Items from a data source:
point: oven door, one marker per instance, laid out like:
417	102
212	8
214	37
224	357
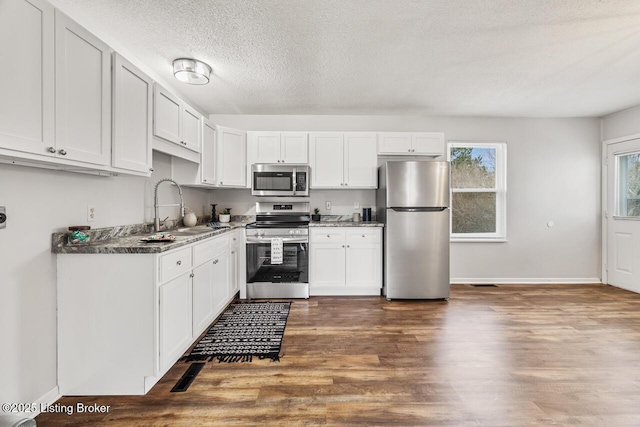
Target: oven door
289	279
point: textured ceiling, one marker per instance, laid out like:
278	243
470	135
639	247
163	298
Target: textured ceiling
524	58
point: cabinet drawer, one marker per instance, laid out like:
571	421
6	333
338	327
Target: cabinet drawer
175	263
364	235
208	249
327	235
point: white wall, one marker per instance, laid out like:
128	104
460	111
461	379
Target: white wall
40	202
623	123
242	203
553	175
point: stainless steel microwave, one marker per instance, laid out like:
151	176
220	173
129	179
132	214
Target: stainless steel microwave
279	180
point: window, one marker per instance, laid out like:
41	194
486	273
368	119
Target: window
628	185
478	191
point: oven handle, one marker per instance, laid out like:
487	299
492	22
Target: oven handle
284	239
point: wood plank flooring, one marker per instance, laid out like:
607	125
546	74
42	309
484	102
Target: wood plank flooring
513	355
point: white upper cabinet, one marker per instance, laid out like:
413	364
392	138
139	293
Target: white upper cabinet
294	147
360	160
175	121
27	96
326	158
264	147
166	115
83	94
190	128
132	117
411	143
232	157
343	160
278	147
208	154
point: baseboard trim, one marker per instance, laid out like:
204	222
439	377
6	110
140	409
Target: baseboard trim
48	399
527	280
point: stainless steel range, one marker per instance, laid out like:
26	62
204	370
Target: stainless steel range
278	251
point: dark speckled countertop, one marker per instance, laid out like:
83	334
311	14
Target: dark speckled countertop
127	240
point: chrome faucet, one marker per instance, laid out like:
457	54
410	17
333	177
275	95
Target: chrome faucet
156	222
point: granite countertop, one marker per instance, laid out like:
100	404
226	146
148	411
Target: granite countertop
126	240
344	223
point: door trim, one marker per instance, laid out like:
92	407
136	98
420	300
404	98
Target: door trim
604	200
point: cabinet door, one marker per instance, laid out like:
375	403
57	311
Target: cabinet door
132	105
265	147
222	281
326	265
360	160
232	160
83	94
190	128
204	302
428	143
394	143
27	100
234	265
294	147
167	111
208	153
326	158
175	319
364	259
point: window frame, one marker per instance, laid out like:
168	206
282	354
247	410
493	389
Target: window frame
500	190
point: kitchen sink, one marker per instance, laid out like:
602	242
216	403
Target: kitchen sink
191	231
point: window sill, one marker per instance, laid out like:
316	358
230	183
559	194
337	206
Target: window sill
479	240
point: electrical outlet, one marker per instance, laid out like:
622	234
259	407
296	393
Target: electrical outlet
91	213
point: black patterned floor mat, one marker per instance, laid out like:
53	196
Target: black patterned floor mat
243	331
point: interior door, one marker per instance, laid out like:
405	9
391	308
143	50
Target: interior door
623	215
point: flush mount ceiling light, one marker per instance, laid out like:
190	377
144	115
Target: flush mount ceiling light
191	71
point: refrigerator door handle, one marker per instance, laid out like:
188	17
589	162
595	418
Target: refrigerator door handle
429	209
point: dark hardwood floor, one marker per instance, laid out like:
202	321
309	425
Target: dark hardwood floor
513	355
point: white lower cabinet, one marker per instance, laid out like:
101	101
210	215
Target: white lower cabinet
175	319
125	319
345	261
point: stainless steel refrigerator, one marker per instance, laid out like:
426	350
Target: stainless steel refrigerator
413	203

§ Task to carry out
Write the entries above out in full, exactly, with no images.

§ Result of the exercise
point: oven door, one marker per instance, laid out like:
417	102
212	8
214	37
224	357
Target: oven door
289	279
point: textured ceiling, one marker per instance, laid out like:
278	243
470	135
639	247
163	298
Target: textured ceiling
524	58
point: cabinet drawer, one marker per instance, laid out like:
571	421
6	333
338	327
Target: cabinet drawer
175	263
364	235
208	249
327	235
point: white wall, one marker per instance, laid out like:
128	104
460	111
461	379
Target: white wall
40	202
623	123
242	203
553	175
point: stainless steel microwave, one marker per instance, laid out like:
151	176
220	173
129	179
132	214
Target: stainless steel microwave
279	180
point: window, one marker per instance, laid out like:
41	194
486	273
368	119
Target: window
628	185
478	191
point: oven handle, one marker per instance, laid out like:
487	299
492	22
Target: oven handle
284	239
point: wood plank flooring, one marker per instance, laid out like:
607	125
546	74
42	309
484	102
Target: wood plank flooring
513	355
point: white upper cabinet, one marker per instance, laid out like:
413	364
392	138
139	293
Target: white upper cabinet
294	147
360	160
175	121
27	96
326	158
264	147
166	115
83	94
190	128
132	117
411	143
232	157
343	160
278	147
208	154
point: baseboard trim, one marker per instance, laid out like:
204	222
439	377
6	110
140	409
Target: baseboard trim
48	399
527	280
point: stainless steel range, one marker per instance, laid out like:
26	62
204	370
Target: stainless steel range
278	251
point: dark speckled countertop, one marker per instance, laid out like:
83	334
311	14
Target: dark speckled countertop
127	240
point: chrome faucet, one marker per instance, laid out like:
457	54
410	17
333	177
275	95
Target: chrome faucet
156	222
point: granite countertop, one marker per instance, laid out like:
100	404
226	146
148	411
Target: granite countertop
126	240
344	223
point: door trim, one marker per instance, laid out like:
92	407
136	98
420	300
404	98
Target: door trim
604	200
point: cabinet door, one marker per instance, laid out like:
375	403
57	311
Target: cabinet door
132	105
265	147
222	281
326	265
360	160
232	160
83	94
190	128
204	302
428	143
394	143
27	100
234	265
294	147
167	111
208	153
326	158
175	319
364	259
point: window frame, one marker per instance, laid out like:
168	206
282	354
247	410
493	389
Target: window frame
500	190
point: kitchen sink, one marker per instance, laid out like:
602	242
216	403
Target: kitchen sink
191	231
point: window sill, one marker per instance, laid out like:
316	358
230	183
559	194
337	206
Target: window sill
479	240
point: electrical outlet, one marker per instance, laid out like:
622	234
259	407
296	393
Target: electrical outlet
91	213
point: black patterned floor mat, one marker per instance, laid out like:
53	196
Target: black patterned floor mat
243	331
point: interior door, one marker per instance, laid out like:
405	9
391	308
143	50
Target: interior door
623	215
point: flush mount ceiling light, one marker per instance, laid out like:
190	377
144	115
Target: flush mount ceiling light
191	71
point: refrigerator door handle, one marker per instance, laid out like:
188	17
589	162
595	418
Target: refrigerator door handle
429	209
point: dark hardwood floor, one marker per instance, laid out like:
202	321
309	425
Target: dark hardwood floor
513	355
point: white lower cabinet, one marker per instance, laid out like:
101	101
210	215
Target: white lower cabinet
175	319
125	319
345	261
point: stainless steel refrigerator, one marker per instance, laid out like:
426	350
Target: stainless steel refrigerator
413	203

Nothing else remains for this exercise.